Source data:
::::::
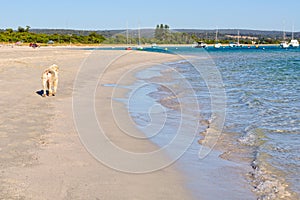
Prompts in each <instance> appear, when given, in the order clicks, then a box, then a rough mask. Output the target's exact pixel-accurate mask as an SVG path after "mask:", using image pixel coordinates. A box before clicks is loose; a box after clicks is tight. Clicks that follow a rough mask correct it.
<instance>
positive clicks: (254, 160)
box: [131, 47, 300, 199]
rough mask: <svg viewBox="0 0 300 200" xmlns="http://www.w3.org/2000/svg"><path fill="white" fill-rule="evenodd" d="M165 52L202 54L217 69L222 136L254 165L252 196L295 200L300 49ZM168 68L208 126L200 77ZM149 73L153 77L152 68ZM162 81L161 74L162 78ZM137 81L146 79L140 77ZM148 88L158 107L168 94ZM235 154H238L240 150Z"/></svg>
mask: <svg viewBox="0 0 300 200" xmlns="http://www.w3.org/2000/svg"><path fill="white" fill-rule="evenodd" d="M168 51H169V52H171V53H175V54H181V55H193V56H196V57H197V56H200V57H201V56H203V54H205V55H206V56H207V55H208V56H209V58H210V60H211V61H212V62H213V63H214V64H215V65H216V66H217V68H218V70H219V71H220V73H221V75H222V78H223V82H224V86H225V90H226V95H227V107H226V121H225V124H224V129H223V134H227V136H228V137H231V138H232V140H233V141H236V145H237V146H236V148H245V149H247V152H248V153H249V155H245V154H243V155H242V156H245V157H247V158H251V159H252V162H251V163H249V165H251V166H252V167H253V171H252V172H249V173H251V174H252V178H253V180H252V181H251V183H249V184H252V187H253V191H255V192H256V193H257V195H258V196H259V198H262V199H263V198H270V199H276V198H278V196H279V195H286V197H285V198H289V194H291V195H292V197H291V198H298V197H299V192H300V184H299V183H300V181H299V174H300V148H299V146H300V135H299V134H300V125H299V124H300V101H299V100H300V49H288V50H286V49H280V48H278V47H261V48H259V49H256V48H247V47H245V48H235V49H229V48H224V49H213V48H209V49H206V50H203V49H194V48H191V47H168ZM168 66H169V67H172V68H174V69H175V70H176V72H179V73H181V74H183V77H184V78H185V79H187V80H188V81H189V82H190V83H191V85H192V86H193V88H194V90H195V91H196V95H197V96H198V100H199V104H200V105H202V106H201V110H199V112H201V116H203V118H204V119H207V120H208V119H209V118H210V114H211V111H210V109H211V107H210V94H209V92H208V90H207V88H206V84H205V82H204V81H203V77H201V75H199V74H197V70H195V66H192V65H191V64H190V63H189V62H185V61H181V62H177V63H169V64H168ZM198 67H199V66H198ZM200 67H201V66H200ZM148 70H152V71H153V70H154V71H155V68H152V69H148ZM156 70H157V71H159V69H156ZM161 70H162V72H163V71H164V69H161ZM142 74H143V73H142ZM144 74H147V73H146V72H144ZM165 75H166V74H164V73H162V74H161V76H165ZM138 77H139V78H140V79H143V78H144V79H145V77H142V76H141V75H140V76H139V75H138ZM148 79H149V77H147V80H148ZM145 80H146V79H145ZM147 80H146V81H147ZM176 82H178V79H176V78H174V79H172V80H170V82H169V83H168V84H177V83H176ZM164 84H165V83H164ZM151 87H154V88H152V89H150V90H149V91H148V94H149V95H150V96H151V97H152V98H153V99H155V100H156V102H159V100H160V99H161V98H165V97H166V95H167V94H166V91H161V90H160V89H159V88H158V87H156V86H153V85H152V86H151ZM148 89H149V88H148ZM143 91H145V90H143ZM149 95H148V96H147V98H149ZM142 96H143V95H142ZM139 102H141V100H139ZM132 107H134V105H132ZM131 111H132V114H133V115H134V116H135V117H136V116H137V115H138V114H137V113H135V111H134V110H131ZM172 118H173V119H174V118H175V121H176V114H174V113H173V115H172ZM136 119H138V123H140V124H143V123H148V122H147V120H148V121H149V119H147V116H146V117H145V116H144V117H141V116H140V117H136ZM171 122H172V120H171ZM173 125H174V126H169V127H168V128H166V129H168V130H165V132H172V130H170V129H172V127H173V128H174V130H175V129H176V122H174V120H173ZM199 131H201V130H199ZM169 137H172V136H169ZM169 139H170V138H169ZM153 140H154V142H156V143H158V144H160V145H163V143H164V142H162V141H164V139H163V137H162V138H156V139H153ZM165 140H166V139H165ZM236 151H237V152H238V151H239V149H236ZM293 195H294V196H293Z"/></svg>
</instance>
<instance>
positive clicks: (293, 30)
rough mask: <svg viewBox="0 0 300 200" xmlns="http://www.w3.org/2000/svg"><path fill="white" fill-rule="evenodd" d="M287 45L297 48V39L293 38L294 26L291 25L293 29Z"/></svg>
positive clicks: (298, 45)
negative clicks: (288, 41)
mask: <svg viewBox="0 0 300 200" xmlns="http://www.w3.org/2000/svg"><path fill="white" fill-rule="evenodd" d="M289 46H291V47H293V48H297V47H299V42H298V40H295V39H294V26H293V31H292V40H291V41H290V43H289Z"/></svg>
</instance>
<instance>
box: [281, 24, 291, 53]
mask: <svg viewBox="0 0 300 200" xmlns="http://www.w3.org/2000/svg"><path fill="white" fill-rule="evenodd" d="M280 47H281V48H284V49H286V48H288V47H289V44H288V43H287V41H285V28H283V41H282V42H281V43H280Z"/></svg>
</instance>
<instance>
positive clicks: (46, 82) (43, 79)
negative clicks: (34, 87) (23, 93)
mask: <svg viewBox="0 0 300 200" xmlns="http://www.w3.org/2000/svg"><path fill="white" fill-rule="evenodd" d="M42 83H43V94H42V96H43V97H45V96H46V89H47V88H48V91H49V96H55V94H56V90H57V84H58V66H57V65H55V64H53V65H51V66H50V67H49V68H47V69H45V71H44V72H43V75H42ZM52 87H53V91H52Z"/></svg>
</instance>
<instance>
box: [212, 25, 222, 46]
mask: <svg viewBox="0 0 300 200" xmlns="http://www.w3.org/2000/svg"><path fill="white" fill-rule="evenodd" d="M215 41H216V43H215V45H214V47H215V48H217V49H219V48H220V47H222V44H221V43H220V42H218V29H216V39H215Z"/></svg>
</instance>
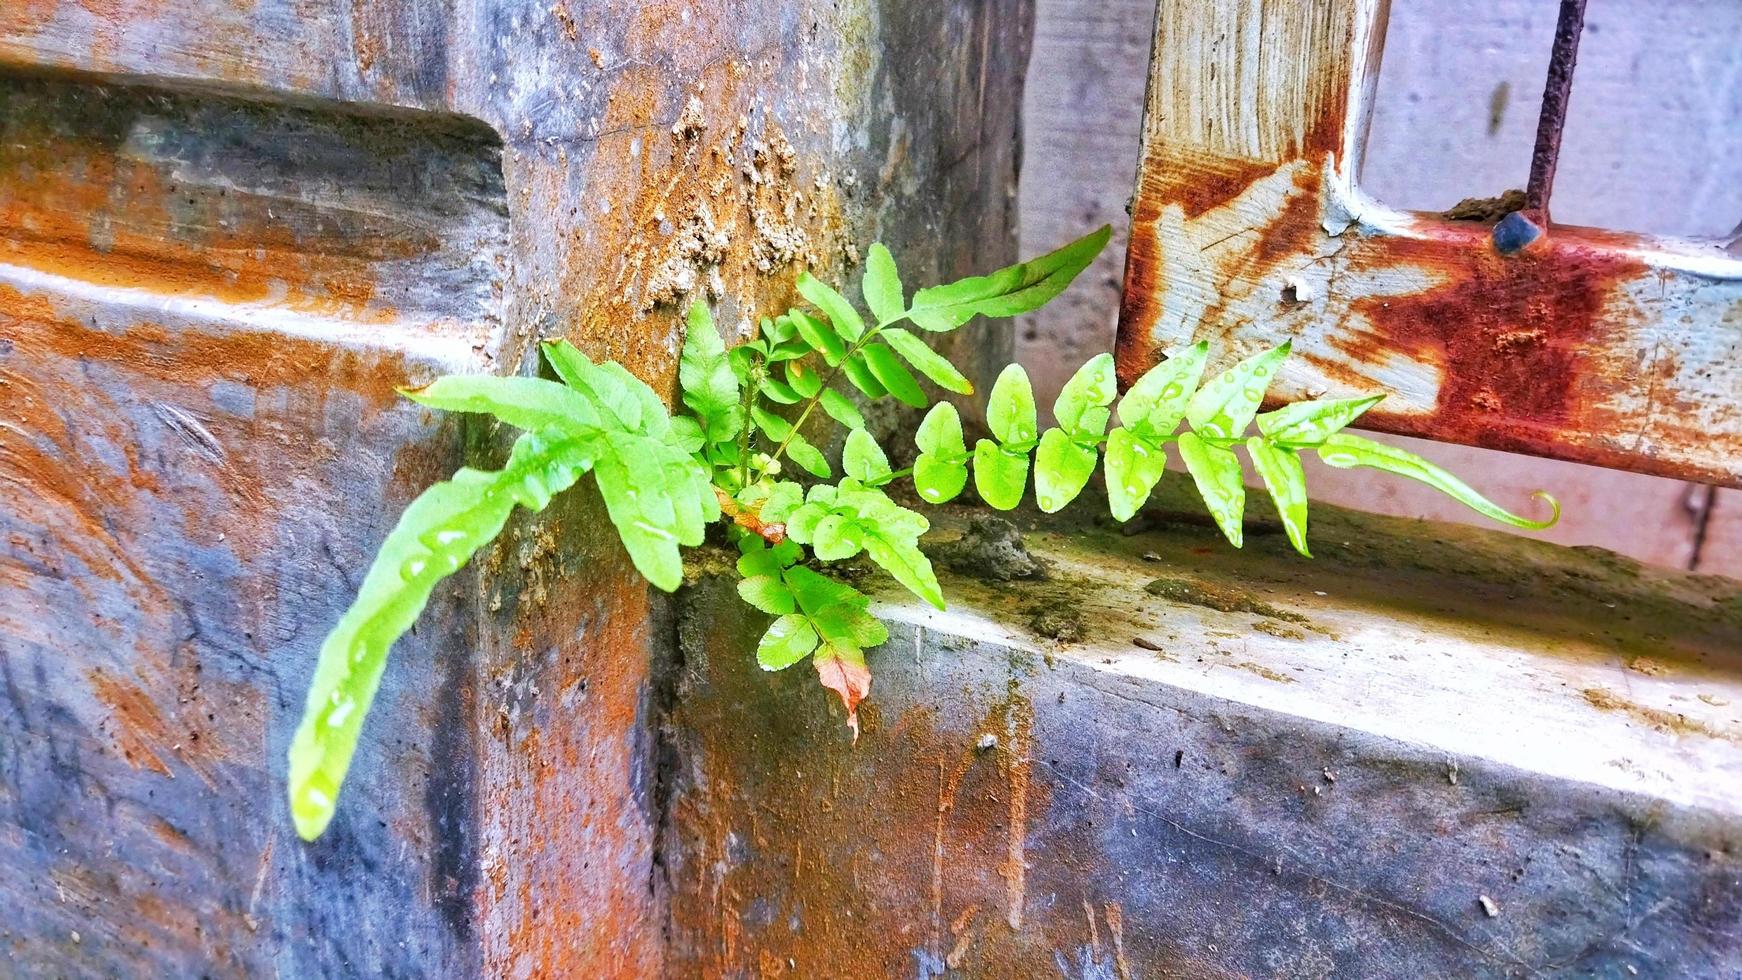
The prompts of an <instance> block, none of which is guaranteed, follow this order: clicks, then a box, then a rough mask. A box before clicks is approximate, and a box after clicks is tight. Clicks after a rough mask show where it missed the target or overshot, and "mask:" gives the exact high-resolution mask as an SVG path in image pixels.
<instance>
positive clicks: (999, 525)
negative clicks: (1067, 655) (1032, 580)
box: [934, 513, 1057, 639]
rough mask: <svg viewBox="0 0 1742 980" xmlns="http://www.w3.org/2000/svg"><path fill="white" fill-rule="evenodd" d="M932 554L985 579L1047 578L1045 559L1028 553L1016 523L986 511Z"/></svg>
mask: <svg viewBox="0 0 1742 980" xmlns="http://www.w3.org/2000/svg"><path fill="white" fill-rule="evenodd" d="M934 554H935V555H937V559H939V560H941V562H942V564H944V566H946V567H949V569H951V571H958V573H962V574H972V576H974V578H979V580H986V581H1014V580H1040V578H1047V566H1045V562H1042V560H1040V559H1036V557H1035V555H1031V554H1030V552H1028V547H1026V545H1024V543H1023V533H1021V531H1017V529H1016V524H1010V522H1009V520H1005V519H1003V517H995V515H989V513H988V515H976V517H972V519H970V520H969V529H967V533H963V534H962V538H958V540H955V541H949V543H944V545H939V547H937V548H935V550H934ZM1042 632H1045V630H1042ZM1056 639H1057V637H1056Z"/></svg>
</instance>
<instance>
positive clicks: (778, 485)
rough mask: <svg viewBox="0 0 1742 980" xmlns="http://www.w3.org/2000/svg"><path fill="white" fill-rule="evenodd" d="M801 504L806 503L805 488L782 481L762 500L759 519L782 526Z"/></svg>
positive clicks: (788, 482)
mask: <svg viewBox="0 0 1742 980" xmlns="http://www.w3.org/2000/svg"><path fill="white" fill-rule="evenodd" d="M801 503H805V487H801V486H798V484H794V482H791V480H780V482H777V484H773V486H772V487H768V496H765V498H763V500H761V508H760V510H758V517H761V519H763V520H770V522H775V524H780V522H784V520H786V519H787V515H789V513H793V512H794V510H798V505H801ZM775 550H779V545H777V547H775ZM787 564H793V562H787Z"/></svg>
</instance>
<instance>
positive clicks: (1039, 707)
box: [665, 487, 1742, 978]
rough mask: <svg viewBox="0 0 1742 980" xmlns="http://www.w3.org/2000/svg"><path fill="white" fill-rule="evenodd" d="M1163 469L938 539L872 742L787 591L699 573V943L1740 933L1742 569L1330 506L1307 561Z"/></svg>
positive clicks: (937, 976) (1558, 942)
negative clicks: (795, 654) (1025, 547)
mask: <svg viewBox="0 0 1742 980" xmlns="http://www.w3.org/2000/svg"><path fill="white" fill-rule="evenodd" d="M1176 491H1178V487H1174V489H1171V491H1169V500H1167V501H1165V503H1164V510H1162V512H1160V513H1158V515H1157V519H1155V522H1153V524H1151V526H1150V527H1148V529H1144V531H1143V533H1141V534H1134V536H1124V534H1120V533H1117V531H1110V529H1103V527H1096V526H1092V524H1078V526H1057V524H1056V526H1054V527H1059V529H1050V531H1035V529H1030V533H1028V536H1026V538H1028V545H1030V548H1031V550H1033V554H1035V555H1036V557H1040V559H1042V560H1043V562H1047V564H1049V569H1050V574H1049V578H1045V580H1035V581H1021V580H1019V581H984V580H982V578H981V576H979V574H976V573H974V571H972V569H970V571H955V573H949V574H948V578H946V594H948V595H949V597H951V599H953V602H955V607H953V609H951V611H949V613H942V614H939V613H932V611H927V609H925V607H920V606H916V604H913V602H908V601H902V599H901V597H899V595H895V594H892V592H881V594H880V595H883V599H885V601H883V604H881V607H880V611H881V614H883V616H885V618H887V620H888V621H890V623H892V639H890V642H888V644H887V646H885V648H883V649H881V651H878V653H874V654H873V658H871V668H873V674H874V679H876V681H874V686H873V693H871V710H869V712H866V708H861V714H862V715H864V717H866V731H864V736H862V738H861V740H859V743H857V745H854V743H852V742H850V738H848V733H847V731H845V728H843V726H841V719H840V710H838V708H836V707H833V705H829V703H827V698H826V696H824V693H822V691H820V689H817V686H815V679H814V677H812V675H810V674H808V672H807V670H803V668H794V670H789V672H786V674H773V675H770V674H763V672H760V670H756V668H754V660H753V656H751V649H753V642H754V639H756V634H758V632H760V628H761V627H763V620H761V618H760V616H756V614H751V613H746V611H744V609H742V607H740V606H739V602H737V599H735V595H733V594H732V590H730V587H728V583H726V580H725V578H714V576H702V578H700V581H699V585H697V587H695V588H693V590H692V592H690V594H688V595H686V599H685V602H683V613H681V620H679V623H681V630H679V632H681V646H683V656H685V660H683V665H681V670H679V672H678V679H679V693H678V700H676V707H674V712H672V717H671V733H672V735H671V736H672V740H674V745H672V748H674V755H672V757H676V759H678V762H676V768H674V773H672V780H674V782H672V790H671V792H672V799H671V806H669V829H667V832H665V837H667V841H665V862H667V867H669V876H671V893H672V940H674V947H672V950H671V963H672V966H674V968H678V971H679V973H683V971H693V973H697V975H732V973H735V971H749V970H758V968H761V970H765V971H766V975H779V971H780V970H784V971H786V973H784V975H798V977H820V975H833V973H838V971H840V970H841V968H843V964H845V963H852V964H854V970H855V971H857V973H862V975H878V977H915V975H918V977H939V975H951V977H956V975H960V977H1017V975H1021V977H1040V975H1064V977H1120V978H1125V977H1326V975H1338V977H1528V975H1561V973H1577V975H1587V973H1589V975H1615V977H1624V975H1632V973H1631V971H1632V970H1637V971H1639V973H1641V975H1658V977H1716V975H1728V973H1730V971H1735V970H1737V968H1739V966H1742V945H1739V930H1742V853H1739V846H1742V724H1739V722H1737V714H1735V712H1737V708H1735V705H1739V703H1742V670H1739V654H1737V651H1739V649H1742V585H1737V583H1733V581H1726V580H1716V578H1695V576H1674V574H1662V573H1655V571H1648V569H1643V567H1637V566H1634V564H1631V562H1625V560H1622V559H1615V557H1611V555H1608V554H1603V552H1583V550H1577V548H1575V550H1559V548H1550V547H1545V545H1540V543H1535V541H1526V540H1512V538H1505V536H1500V534H1489V533H1479V531H1469V529H1456V527H1441V526H1427V524H1418V522H1404V520H1390V519H1373V517H1362V515H1348V513H1340V512H1334V510H1329V508H1326V512H1322V513H1319V512H1315V536H1313V540H1315V550H1317V554H1319V555H1320V557H1319V559H1317V560H1312V562H1307V560H1300V559H1293V557H1289V555H1287V554H1286V548H1287V545H1286V541H1284V540H1282V536H1280V534H1277V533H1275V527H1273V526H1268V524H1265V522H1258V524H1254V526H1252V527H1249V533H1247V548H1246V550H1244V552H1233V550H1230V548H1226V547H1223V545H1221V543H1219V541H1218V540H1216V531H1214V529H1211V527H1207V526H1205V524H1207V522H1204V520H1198V519H1197V515H1195V513H1193V512H1190V510H1185V507H1183V503H1185V501H1183V498H1179V496H1178V493H1176ZM962 517H963V515H955V517H953V519H948V520H946V522H942V524H944V526H942V527H941V529H939V531H937V533H935V534H934V536H935V538H939V540H948V538H949V536H955V534H956V533H960V529H962ZM981 571H984V569H981ZM1043 634H1050V635H1056V637H1066V639H1064V641H1059V639H1049V635H1043Z"/></svg>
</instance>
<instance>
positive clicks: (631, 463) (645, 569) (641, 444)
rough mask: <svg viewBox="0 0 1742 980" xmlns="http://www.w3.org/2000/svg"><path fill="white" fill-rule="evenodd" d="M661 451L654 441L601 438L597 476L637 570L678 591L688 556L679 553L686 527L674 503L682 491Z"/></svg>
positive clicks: (595, 474) (617, 530)
mask: <svg viewBox="0 0 1742 980" xmlns="http://www.w3.org/2000/svg"><path fill="white" fill-rule="evenodd" d="M660 449H667V447H665V446H664V444H658V442H652V440H648V439H636V437H620V435H618V437H611V439H601V440H598V453H599V458H598V461H596V463H594V465H592V475H594V479H598V482H599V496H603V498H604V510H606V513H608V515H610V517H611V524H615V526H617V536H618V538H620V540H622V541H624V548H625V550H627V552H629V559H631V560H632V562H634V566H636V571H639V573H641V576H643V578H646V580H648V581H652V583H653V585H655V587H658V588H664V590H665V592H676V588H678V587H679V585H683V557H681V555H679V552H678V545H679V543H681V541H679V533H681V529H679V524H678V507H676V503H674V501H672V491H674V489H678V487H674V486H672V484H671V482H669V480H667V477H669V473H667V472H665V468H664V467H662V463H664V460H662V458H660ZM686 460H688V458H686ZM692 465H693V461H692ZM685 536H688V534H685ZM695 543H700V540H695Z"/></svg>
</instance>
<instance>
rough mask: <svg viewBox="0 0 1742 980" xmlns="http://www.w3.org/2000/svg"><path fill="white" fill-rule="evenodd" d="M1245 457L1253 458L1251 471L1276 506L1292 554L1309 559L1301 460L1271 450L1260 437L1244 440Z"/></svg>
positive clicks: (1254, 437)
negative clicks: (1276, 506) (1263, 480)
mask: <svg viewBox="0 0 1742 980" xmlns="http://www.w3.org/2000/svg"><path fill="white" fill-rule="evenodd" d="M1246 453H1247V454H1249V456H1251V458H1252V468H1254V470H1258V475H1259V477H1263V480H1265V489H1268V491H1270V501H1272V503H1275V505H1277V515H1279V517H1280V519H1282V529H1284V531H1287V533H1289V543H1291V545H1294V550H1296V552H1300V554H1303V555H1307V557H1308V559H1310V557H1312V552H1310V550H1308V548H1307V470H1305V468H1303V467H1301V458H1300V456H1298V454H1296V453H1294V451H1293V449H1287V447H1282V446H1272V444H1270V442H1266V440H1265V439H1263V437H1261V435H1254V437H1251V439H1247V440H1246Z"/></svg>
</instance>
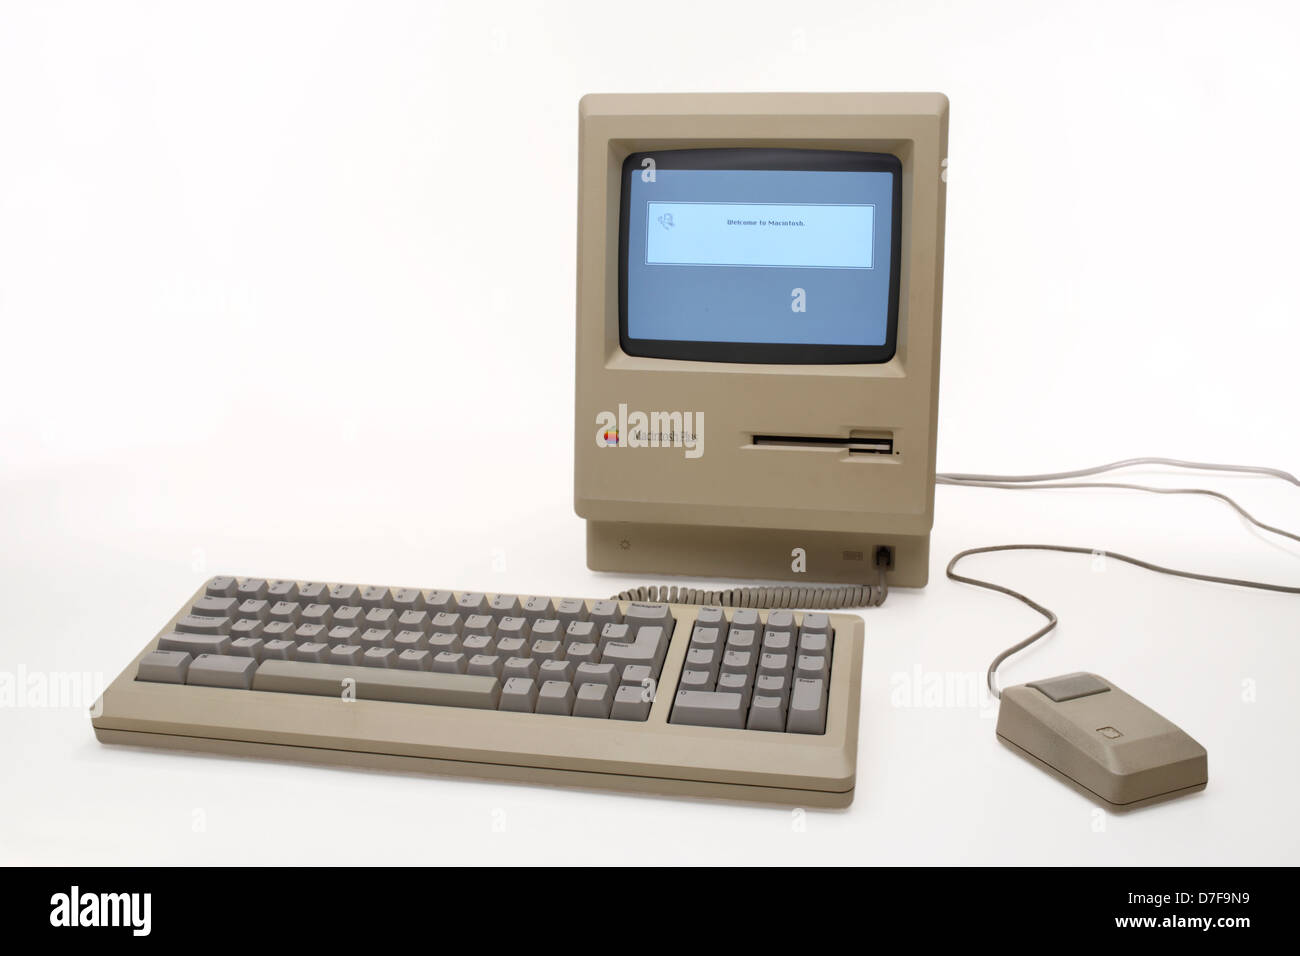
::::::
Exercise brief:
Begin at the first line of the records and please reproduce every line exactly through the one containing "box: [131, 47, 300, 199]", leaving all pictures out.

Exercise response:
Prompts in each <instance> appear, when given, in the order clicks, then a box, then a rough mask. Output the target's exact pixel-accurate mask as an SVG path after "mask:", using image pixel coordinates. A box before clicks is loose; a box after clicks is tight. Clicks that follow a rough mask correct it.
<instance>
positive clicks: (254, 160)
box: [131, 47, 300, 199]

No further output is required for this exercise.